**WORK TO COMPLETE:**
Beginning with the first line, return the material verbatim and without pictures.

*** INPUT ***

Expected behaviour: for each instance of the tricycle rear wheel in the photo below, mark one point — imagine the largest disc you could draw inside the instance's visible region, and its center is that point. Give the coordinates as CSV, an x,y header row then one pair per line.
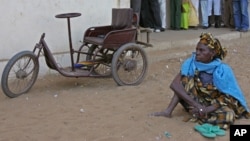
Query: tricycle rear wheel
x,y
129,65
20,74
103,59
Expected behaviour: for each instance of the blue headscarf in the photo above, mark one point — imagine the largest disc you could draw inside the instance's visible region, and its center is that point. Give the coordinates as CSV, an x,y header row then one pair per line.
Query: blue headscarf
x,y
223,76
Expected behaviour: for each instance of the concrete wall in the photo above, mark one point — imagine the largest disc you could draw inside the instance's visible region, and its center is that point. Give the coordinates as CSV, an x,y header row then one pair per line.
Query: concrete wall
x,y
23,22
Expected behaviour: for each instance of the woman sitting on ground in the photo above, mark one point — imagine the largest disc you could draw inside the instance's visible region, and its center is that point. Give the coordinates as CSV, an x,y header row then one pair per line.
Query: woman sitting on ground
x,y
207,87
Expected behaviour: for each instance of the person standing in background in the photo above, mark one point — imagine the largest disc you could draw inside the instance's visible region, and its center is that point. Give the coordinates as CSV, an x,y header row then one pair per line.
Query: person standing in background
x,y
214,8
241,19
204,13
163,14
193,20
150,15
175,14
228,17
136,5
185,6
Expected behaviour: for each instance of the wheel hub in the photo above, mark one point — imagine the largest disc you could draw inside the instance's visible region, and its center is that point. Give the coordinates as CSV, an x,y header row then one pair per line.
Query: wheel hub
x,y
20,74
130,65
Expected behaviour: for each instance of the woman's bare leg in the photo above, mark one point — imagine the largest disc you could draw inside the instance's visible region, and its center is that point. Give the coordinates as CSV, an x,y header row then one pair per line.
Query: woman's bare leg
x,y
168,112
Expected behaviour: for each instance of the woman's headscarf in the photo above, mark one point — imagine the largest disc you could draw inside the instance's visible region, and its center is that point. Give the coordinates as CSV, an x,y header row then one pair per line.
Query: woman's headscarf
x,y
214,44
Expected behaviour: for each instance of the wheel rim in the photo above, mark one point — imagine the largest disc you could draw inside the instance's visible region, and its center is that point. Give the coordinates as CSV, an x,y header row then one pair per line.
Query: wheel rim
x,y
21,75
130,66
104,57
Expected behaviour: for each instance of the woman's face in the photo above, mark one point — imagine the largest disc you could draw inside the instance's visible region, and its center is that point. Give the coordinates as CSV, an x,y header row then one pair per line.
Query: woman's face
x,y
203,53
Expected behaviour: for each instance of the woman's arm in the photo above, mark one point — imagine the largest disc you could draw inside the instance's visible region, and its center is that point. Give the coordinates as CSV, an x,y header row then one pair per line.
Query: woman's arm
x,y
178,88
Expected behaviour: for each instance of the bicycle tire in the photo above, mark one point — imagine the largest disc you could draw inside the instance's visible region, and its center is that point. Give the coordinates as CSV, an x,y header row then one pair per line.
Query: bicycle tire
x,y
129,65
105,55
20,74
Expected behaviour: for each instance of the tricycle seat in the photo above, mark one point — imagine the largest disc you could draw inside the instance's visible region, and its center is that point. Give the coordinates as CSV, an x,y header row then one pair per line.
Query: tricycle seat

***

**FINAL ANSWER:**
Expected behaviour: for each instance of the tricycle rear wheel in the photo below, mark one point — imagine the largest disc you could draw inside the instance's visible region, and its center is that point. Give the coordinates as CSV, an x,y header row then one pair per line.
Query: tricycle rear wheel
x,y
129,65
20,74
103,59
Expected behaviour: for each instance of the blue headscarf in the photo above, mark one point — imagine the largest disc you could draw inside the instance's visible region, and its center is that point. Give the coordinates as CSV, an x,y header row then one pair per line.
Query: blue headscarf
x,y
223,76
Expected behaviour: for each instance of the concrete wall in the photo above, mark one point — imagine the largest disc you could draw inside the instance's visible region, and its center is that point. Give the coordinates as CSV, an x,y header row then one pair per line.
Query: concrete wall
x,y
23,22
Expected behaviour: for each instance of the woman sitting on ground in the photo above, mark one point — imagine the largest disc you could draw inside the instance's visible region, and its center is that point. Give the coordinates as CSV, an x,y header row then one pair per line.
Query: woman sitting on ground
x,y
207,87
Expected behaviour: for each instance of the person standing in background in the photo above, mark one point — imagine the largest disc you could draw inside the instance's visible region, and its center is that point. Give the coordinates as CSV, an x,y header row then one pair per line.
Query: person standing in background
x,y
214,8
241,19
204,13
163,14
193,20
150,15
175,14
228,17
136,5
185,6
Expected behaviour: for each instance of the wheel hub in the photo above, mark one point — imagine the largest disc you could draw inside the instance's visible region, and its center is that point. Give the coordinates as CSV, an x,y header row then one pair per line.
Query: wheel hub
x,y
20,74
130,65
Expected behaviour: for each instance of the woman's bare leg in the photo above, mark one point — imagine the largest disc you could draw inside the instance's visible region, and its center is that point. Give the coordinates as CSV, an x,y header row then one pair per line.
Query: woman's bare leg
x,y
168,112
Expected behaviour: for each instance of the woman's headscarf in the photo above, mark one point — imagine the largest disc you could draw inside the instance's visible region, and its center is that point. Give the coordinates as CSV, an x,y header row then one pair per line.
Query: woman's headscarf
x,y
214,44
Expected behaviour: for each instance of the wheel rim in the photo above, mark one point — imagine the largest disc you could draw inside the instance's visible region, and its center is that point. Give the coordinates as CSV, an x,y header row then one pair per line.
Query: wheel rim
x,y
21,75
130,66
104,57
Expected behaviour: for each instance of the woman's face in the photo above, mark one point — imagine the largest disc you could draw inside the instance's visible region, and its center is that point. Give the coordinates as CSV, an x,y header row then one pair per line.
Query: woman's face
x,y
203,53
Expected behaviour: for each instance of the woman's arm in the photo above, mark one point — imagine the largest disc you could draw inside the instance's visible region, and its center is that point. Give the coordinates as CSV, an x,y header row then one pair per line.
Query: woman's arm
x,y
178,88
Expected behaviour: for each instance of the bicycle tire in the photo above, mark one point — imagine the largest disc you could draw inside the instance's visible region, and its center is that point. Give the coordinates as CSV, an x,y header row then one pair per line.
Query: bicycle tire
x,y
129,65
105,55
20,74
Expected behaviour: for each instance of the tricycle seat in the photo above, mark one point — imagine the largest disc you could draw inside the instance's visible region, and its center is that point. Give the coordinates as CSV, an x,y header row then one pair per line.
Query: tricycle seat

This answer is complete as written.